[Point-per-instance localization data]

== == ==

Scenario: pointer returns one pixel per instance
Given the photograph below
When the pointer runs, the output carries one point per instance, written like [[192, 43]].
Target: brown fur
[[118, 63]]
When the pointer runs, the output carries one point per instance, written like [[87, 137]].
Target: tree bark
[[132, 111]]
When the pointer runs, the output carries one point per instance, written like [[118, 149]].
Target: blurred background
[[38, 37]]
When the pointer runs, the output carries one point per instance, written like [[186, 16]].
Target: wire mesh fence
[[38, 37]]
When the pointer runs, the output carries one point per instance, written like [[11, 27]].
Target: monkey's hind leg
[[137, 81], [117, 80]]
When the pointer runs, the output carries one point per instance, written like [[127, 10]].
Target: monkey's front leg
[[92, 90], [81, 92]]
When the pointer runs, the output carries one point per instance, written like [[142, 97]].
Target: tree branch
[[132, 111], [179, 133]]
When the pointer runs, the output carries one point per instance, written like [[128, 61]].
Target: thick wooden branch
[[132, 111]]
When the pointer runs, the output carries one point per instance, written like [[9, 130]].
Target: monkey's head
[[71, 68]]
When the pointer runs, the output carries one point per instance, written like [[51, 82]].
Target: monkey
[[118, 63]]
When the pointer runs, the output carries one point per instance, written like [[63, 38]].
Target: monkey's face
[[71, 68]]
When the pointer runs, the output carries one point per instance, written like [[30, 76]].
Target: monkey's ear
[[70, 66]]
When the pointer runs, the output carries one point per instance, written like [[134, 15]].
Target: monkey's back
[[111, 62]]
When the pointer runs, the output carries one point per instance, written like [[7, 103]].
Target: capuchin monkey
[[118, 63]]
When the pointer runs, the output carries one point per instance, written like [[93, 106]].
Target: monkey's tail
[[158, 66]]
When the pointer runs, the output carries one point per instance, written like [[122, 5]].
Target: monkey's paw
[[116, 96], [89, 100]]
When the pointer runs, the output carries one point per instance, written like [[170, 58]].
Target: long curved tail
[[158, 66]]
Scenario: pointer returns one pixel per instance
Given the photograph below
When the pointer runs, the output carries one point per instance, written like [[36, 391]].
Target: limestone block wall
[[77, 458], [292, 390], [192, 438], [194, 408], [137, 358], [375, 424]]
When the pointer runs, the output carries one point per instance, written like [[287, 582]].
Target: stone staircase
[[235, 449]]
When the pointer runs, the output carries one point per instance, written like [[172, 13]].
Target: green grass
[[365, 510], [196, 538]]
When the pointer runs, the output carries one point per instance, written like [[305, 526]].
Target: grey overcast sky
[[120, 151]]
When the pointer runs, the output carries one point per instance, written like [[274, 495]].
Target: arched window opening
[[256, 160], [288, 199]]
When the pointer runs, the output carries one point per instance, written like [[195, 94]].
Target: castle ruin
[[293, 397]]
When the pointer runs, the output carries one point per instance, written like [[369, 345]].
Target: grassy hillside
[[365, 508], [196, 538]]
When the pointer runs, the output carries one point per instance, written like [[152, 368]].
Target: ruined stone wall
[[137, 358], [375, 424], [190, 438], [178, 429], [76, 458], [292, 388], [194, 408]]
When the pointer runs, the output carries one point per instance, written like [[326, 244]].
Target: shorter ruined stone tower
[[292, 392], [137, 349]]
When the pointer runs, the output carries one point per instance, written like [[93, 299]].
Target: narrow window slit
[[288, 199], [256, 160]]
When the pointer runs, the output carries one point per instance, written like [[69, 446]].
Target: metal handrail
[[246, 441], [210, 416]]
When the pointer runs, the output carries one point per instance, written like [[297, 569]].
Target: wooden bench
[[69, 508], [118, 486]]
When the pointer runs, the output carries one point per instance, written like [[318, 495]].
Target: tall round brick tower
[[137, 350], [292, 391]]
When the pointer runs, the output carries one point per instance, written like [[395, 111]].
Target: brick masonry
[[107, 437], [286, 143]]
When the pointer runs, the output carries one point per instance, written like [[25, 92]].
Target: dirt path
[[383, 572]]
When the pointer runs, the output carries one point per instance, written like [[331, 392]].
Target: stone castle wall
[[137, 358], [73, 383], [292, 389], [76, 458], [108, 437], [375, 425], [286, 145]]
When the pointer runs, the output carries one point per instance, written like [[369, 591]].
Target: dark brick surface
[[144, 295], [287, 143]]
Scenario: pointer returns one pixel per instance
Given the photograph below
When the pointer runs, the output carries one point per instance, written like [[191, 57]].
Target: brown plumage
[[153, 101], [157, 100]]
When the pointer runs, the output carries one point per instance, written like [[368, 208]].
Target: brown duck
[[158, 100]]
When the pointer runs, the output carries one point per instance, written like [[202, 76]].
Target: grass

== == ==

AIM OF THE TASK:
Return all the lines shown above, precisely as they stand.

SOLUTION:
Scenario: pointer returns one pixel per instance
Given the photograph below
When the pointer runs, the output carries one point per instance, written like [[192, 43]].
Target: brown fur
[[118, 63]]
When the pointer runs, the output carries one point per instance, written like [[87, 137]].
Target: tree bark
[[132, 111]]
When the pointer runs, the output carries one point per instance, written like [[118, 149]].
Target: blurred background
[[38, 37]]
When the pointer runs, the output carries one point per instance, written like [[186, 16]].
Target: wire mesh fence
[[38, 37]]
When the pointer runs, the output carries one point per instance, written like [[11, 27]].
Target: monkey's hind leg
[[137, 81], [117, 80]]
When the pointer runs, the output carries one point per instance, written like [[127, 10]].
Target: monkey's front leg
[[92, 90], [81, 92]]
When the pointer runs, the output carries one point per instance, written like [[142, 97]].
Target: tree branch
[[132, 111], [179, 133]]
When the pointer runs, the output carries one point per instance, written like [[128, 61]].
Target: thick wooden branch
[[132, 111]]
When the pointer runs, the output carries one point per instance, written like [[9, 130]].
Target: monkey's head
[[71, 68]]
When the pointer runs, the output carries one point per instance, written like [[51, 82]].
Target: monkey
[[118, 63]]
When the pointer runs, the output carries one point per instance, written like [[63, 38]].
Target: monkey's face
[[71, 68]]
When the pointer runs, the output carries one point per instance, written like [[30, 76]].
Target: monkey's ear
[[70, 66]]
When the pointer runs, the output carries one point per instance, written like [[134, 15]].
Target: monkey's back
[[111, 62]]
When the pointer runs, the output carries one point per instance, written like [[7, 103]].
Target: capuchin monkey
[[118, 63]]
When the pointer runs, the output carries one point per instance, written like [[93, 106]].
Target: monkey's tail
[[158, 66]]
When the pointer runs, the output carries one point per instance, written like [[122, 5]].
Target: monkey's paw
[[116, 96], [89, 100]]
When the pointer runs, the output carries one point per instance, written like [[170, 58]].
Target: long curved tail
[[158, 66]]
Scenario: pointer returns one pixel per instance
Given the photograph below
When the pointer runs, the output carries one point per instance, written like [[36, 391]].
Target: limestone block wall
[[77, 458], [292, 390], [192, 438], [194, 408], [137, 358], [375, 424]]
When the pointer runs, the output carries one point per instance, written like [[287, 582]].
Target: stone staircase
[[235, 449]]
When the pointer runs, the output carries one point per instance, written like [[172, 13]].
Target: green grass
[[365, 510], [196, 538]]
When the pointer runs, the output carries one point per instance, written like [[305, 526]].
Target: grey overcast sky
[[120, 151]]
When the pointer runs, the output carries one point per instance, written like [[274, 495]].
Target: arched window opening
[[256, 160], [288, 199]]
When the pointer runs, the output carries one point per instance, written like [[195, 94]].
Target: castle ruin
[[293, 397]]
When the pointer runs, the output carries one point per instance, written like [[369, 345]].
Target: grassy hillside
[[365, 508], [196, 538]]
When the pointer runs, the output carries one point per instance, written like [[152, 368]].
Target: ruined stone wall
[[137, 358], [375, 424], [190, 438], [178, 429], [76, 458], [292, 388], [194, 408]]
When the pointer runs, the output carries one point per instance, written like [[326, 244]].
Target: shorter ruined stone tower
[[292, 392], [137, 349]]
When the pointer runs, the output carries one point per instance, written like [[93, 299]].
Target: narrow window slit
[[288, 199], [256, 160]]
When the pointer runs, the output carries one point per instance, written like [[69, 446]].
Target: metal handrail
[[246, 441], [210, 416]]
When the pointer runs, the output carries one point per instance, written like [[297, 569]].
Target: wooden bench
[[69, 508], [118, 486]]
When the pointer runs, the output carries one point per instance, written like [[318, 495]].
Target: tall round brick tower
[[137, 350], [292, 391]]
When the pointer runs, the output carries one point per instance, written like [[395, 111]].
Target: brick masonry
[[107, 437], [286, 143]]
When the pointer runs, the output carries one point per instance, written like [[25, 92]].
Target: dirt path
[[383, 572]]
When the pointer runs, the output carries one point per instance, written like [[331, 392]].
Target: stone castle wall
[[137, 358], [73, 383], [292, 389], [76, 458], [108, 437], [375, 425], [286, 145]]
When the pointer runs, the output carries one point per instance, written like [[369, 591]].
Target: dark brick surface
[[144, 295], [287, 143]]
Scenario: pointer returns one pixel per instance
Given the photograph below
When the pointer runs, the output carries one point per instance, written like [[191, 57]].
Target: brown plumage
[[153, 101], [157, 100]]
When the pointer runs, the output carries one point per instance, written like [[368, 208]].
Target: brown duck
[[158, 100]]
When the pointer runs, the output carries one point per instance, written like [[202, 76]].
Target: grass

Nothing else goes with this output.